Present each line of the entries below that holds the word "umbrella".
========================================
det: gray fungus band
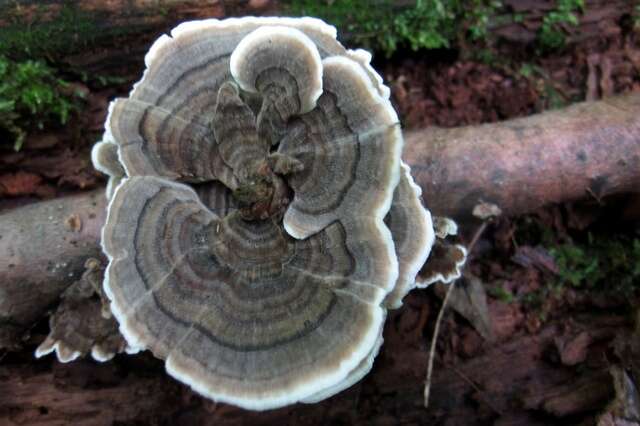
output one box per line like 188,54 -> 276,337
86,17 -> 462,411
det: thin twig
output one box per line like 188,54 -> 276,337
423,278 -> 455,408
468,221 -> 489,254
447,361 -> 503,415
423,220 -> 488,408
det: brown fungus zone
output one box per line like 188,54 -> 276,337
95,17 -> 439,410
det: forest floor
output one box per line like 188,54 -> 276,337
1,4 -> 640,425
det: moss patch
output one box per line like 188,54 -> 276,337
286,0 -> 502,57
0,55 -> 81,150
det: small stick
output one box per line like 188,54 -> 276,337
423,277 -> 455,408
447,362 -> 503,415
423,221 -> 488,408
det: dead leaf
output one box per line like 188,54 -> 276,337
22,133 -> 60,150
601,56 -> 614,98
587,54 -> 600,101
435,274 -> 494,342
555,331 -> 592,366
511,245 -> 558,274
0,172 -> 43,197
65,214 -> 83,233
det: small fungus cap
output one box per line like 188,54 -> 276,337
91,140 -> 125,200
417,216 -> 467,287
96,17 -> 435,410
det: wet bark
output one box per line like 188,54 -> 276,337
492,0 -> 635,46
1,0 -> 632,78
0,0 -> 277,79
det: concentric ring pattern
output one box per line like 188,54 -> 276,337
94,17 -> 435,410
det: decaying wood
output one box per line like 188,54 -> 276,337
3,0 -> 631,64
2,0 -> 633,81
0,0 -> 276,79
405,93 -> 640,218
493,0 -> 634,46
1,94 -> 639,352
1,2 -> 637,425
0,191 -> 106,350
0,297 -> 630,425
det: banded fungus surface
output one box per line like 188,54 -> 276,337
92,17 -> 459,411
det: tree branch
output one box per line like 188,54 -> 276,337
404,93 -> 640,218
1,95 -> 639,350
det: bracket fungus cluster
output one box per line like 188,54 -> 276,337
35,259 -> 129,364
87,17 -> 466,410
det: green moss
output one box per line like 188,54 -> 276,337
551,234 -> 640,295
286,0 -> 502,57
512,213 -> 640,301
488,285 -> 514,303
537,0 -> 585,51
0,3 -> 100,60
0,55 -> 81,150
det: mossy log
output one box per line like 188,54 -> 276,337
493,0 -> 636,46
0,0 -> 277,78
0,0 -> 635,77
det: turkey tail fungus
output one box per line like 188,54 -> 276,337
78,17 -> 446,410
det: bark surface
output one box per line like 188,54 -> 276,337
404,93 -> 640,218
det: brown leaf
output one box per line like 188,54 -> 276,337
0,172 -> 43,197
555,331 -> 592,366
22,133 -> 60,150
601,56 -> 615,98
436,274 -> 494,342
511,245 -> 558,274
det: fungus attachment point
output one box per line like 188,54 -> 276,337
91,16 -> 447,411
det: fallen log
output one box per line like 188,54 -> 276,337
405,93 -> 640,218
0,0 -> 276,79
1,0 -> 633,79
0,190 -> 106,350
1,94 -> 639,350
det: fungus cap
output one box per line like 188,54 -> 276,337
417,216 -> 467,287
91,140 -> 124,200
94,16 -> 438,410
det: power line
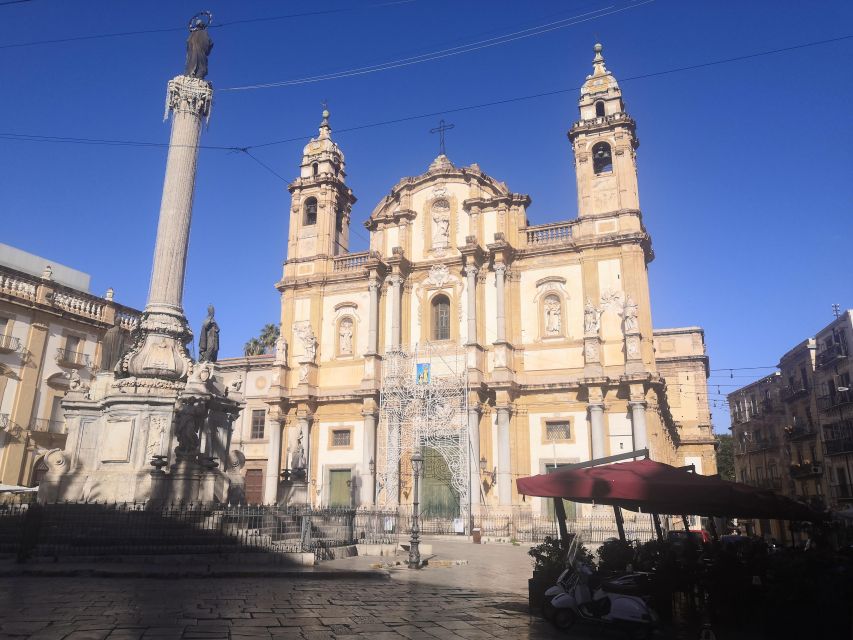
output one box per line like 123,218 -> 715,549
0,1 -> 415,50
0,0 -> 33,6
220,2 -> 651,91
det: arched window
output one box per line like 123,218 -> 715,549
592,142 -> 612,174
335,207 -> 344,233
595,101 -> 605,117
431,295 -> 450,341
312,163 -> 319,176
303,197 -> 317,226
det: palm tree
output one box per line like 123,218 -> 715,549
243,323 -> 280,357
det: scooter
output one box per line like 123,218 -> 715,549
541,535 -> 583,621
551,561 -> 659,636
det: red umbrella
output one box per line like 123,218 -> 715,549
516,459 -> 821,521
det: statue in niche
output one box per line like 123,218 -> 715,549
292,430 -> 307,473
584,298 -> 601,335
184,13 -> 214,79
198,305 -> 219,362
431,199 -> 451,249
622,295 -> 639,333
339,318 -> 353,355
544,295 -> 562,335
627,335 -> 641,359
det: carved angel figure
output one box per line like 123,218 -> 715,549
623,295 -> 639,333
339,318 -> 353,355
584,298 -> 601,335
431,199 -> 451,249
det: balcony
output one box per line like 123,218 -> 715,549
818,390 -> 853,412
825,435 -> 853,456
29,418 -> 66,434
781,385 -> 810,402
746,438 -> 780,454
789,462 -> 823,478
831,484 -> 853,502
55,348 -> 89,368
525,221 -> 575,246
754,477 -> 783,491
785,424 -> 818,441
816,343 -> 847,369
0,334 -> 21,354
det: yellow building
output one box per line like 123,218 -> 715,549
0,244 -> 140,488
218,44 -> 717,511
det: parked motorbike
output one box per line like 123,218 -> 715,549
541,535 -> 583,621
550,561 -> 660,637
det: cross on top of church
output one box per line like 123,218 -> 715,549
429,119 -> 455,156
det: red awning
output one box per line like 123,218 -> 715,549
516,459 -> 821,521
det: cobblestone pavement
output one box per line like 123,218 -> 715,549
0,576 -> 567,640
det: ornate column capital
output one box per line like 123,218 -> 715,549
493,263 -> 507,276
165,75 -> 213,122
463,265 -> 479,278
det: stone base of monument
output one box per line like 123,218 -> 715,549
39,366 -> 242,505
282,481 -> 309,506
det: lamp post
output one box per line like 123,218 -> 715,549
409,450 -> 424,569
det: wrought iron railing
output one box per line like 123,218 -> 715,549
817,343 -> 847,368
55,348 -> 89,368
0,333 -> 21,353
789,462 -> 823,478
29,418 -> 65,434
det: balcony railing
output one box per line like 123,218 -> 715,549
55,348 -> 89,368
818,390 -> 853,411
831,484 -> 853,502
781,385 -> 810,402
332,251 -> 369,272
817,342 -> 847,368
789,462 -> 823,478
29,418 -> 66,434
754,477 -> 783,491
825,436 -> 853,456
525,221 -> 575,246
0,333 -> 21,353
746,438 -> 780,453
785,424 -> 818,441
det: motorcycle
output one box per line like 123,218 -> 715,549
541,534 -> 583,621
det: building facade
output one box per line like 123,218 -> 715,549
0,247 -> 140,488
217,44 -> 717,514
728,310 -> 853,537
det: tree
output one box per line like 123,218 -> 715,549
243,323 -> 280,357
715,433 -> 735,481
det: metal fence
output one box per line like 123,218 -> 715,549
0,501 -> 359,562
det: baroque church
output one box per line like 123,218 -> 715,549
218,44 -> 717,516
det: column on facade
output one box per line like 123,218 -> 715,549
367,276 -> 380,353
465,265 -> 478,345
361,409 -> 377,505
390,274 -> 402,349
468,406 -> 481,508
496,406 -> 512,505
589,403 -> 606,460
264,418 -> 282,504
630,401 -> 648,452
494,264 -> 507,343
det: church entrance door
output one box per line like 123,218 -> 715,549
421,446 -> 459,519
329,469 -> 352,507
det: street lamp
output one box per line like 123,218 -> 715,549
409,450 -> 424,569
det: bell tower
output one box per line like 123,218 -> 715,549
569,43 -> 640,217
286,106 -> 356,266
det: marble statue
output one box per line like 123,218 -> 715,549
292,430 -> 307,470
544,296 -> 561,335
185,15 -> 213,79
623,295 -> 639,333
431,199 -> 451,248
198,305 -> 219,362
584,298 -> 601,334
339,318 -> 353,355
100,324 -> 127,372
299,325 -> 317,363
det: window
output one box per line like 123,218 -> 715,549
303,197 -> 318,226
65,335 -> 81,353
0,317 -> 7,334
312,162 -> 319,176
250,409 -> 265,439
592,142 -> 612,174
595,101 -> 605,117
331,429 -> 351,448
545,421 -> 571,441
431,295 -> 450,341
335,207 -> 344,233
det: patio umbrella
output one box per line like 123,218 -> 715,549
516,459 -> 821,521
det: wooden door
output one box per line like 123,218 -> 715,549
245,469 -> 263,504
329,469 -> 352,507
421,447 -> 459,519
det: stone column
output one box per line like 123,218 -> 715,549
367,276 -> 380,353
465,265 -> 478,345
361,409 -> 377,505
496,405 -> 512,506
630,401 -> 648,452
390,274 -> 402,348
589,403 -> 606,460
264,418 -> 282,504
124,75 -> 212,381
494,264 -> 507,343
468,407 -> 481,508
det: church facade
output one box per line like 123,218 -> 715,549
218,44 -> 717,514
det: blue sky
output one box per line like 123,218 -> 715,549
2,1 -> 851,429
========================================
Exercise solution:
det: red umbrella
det: patio umbrella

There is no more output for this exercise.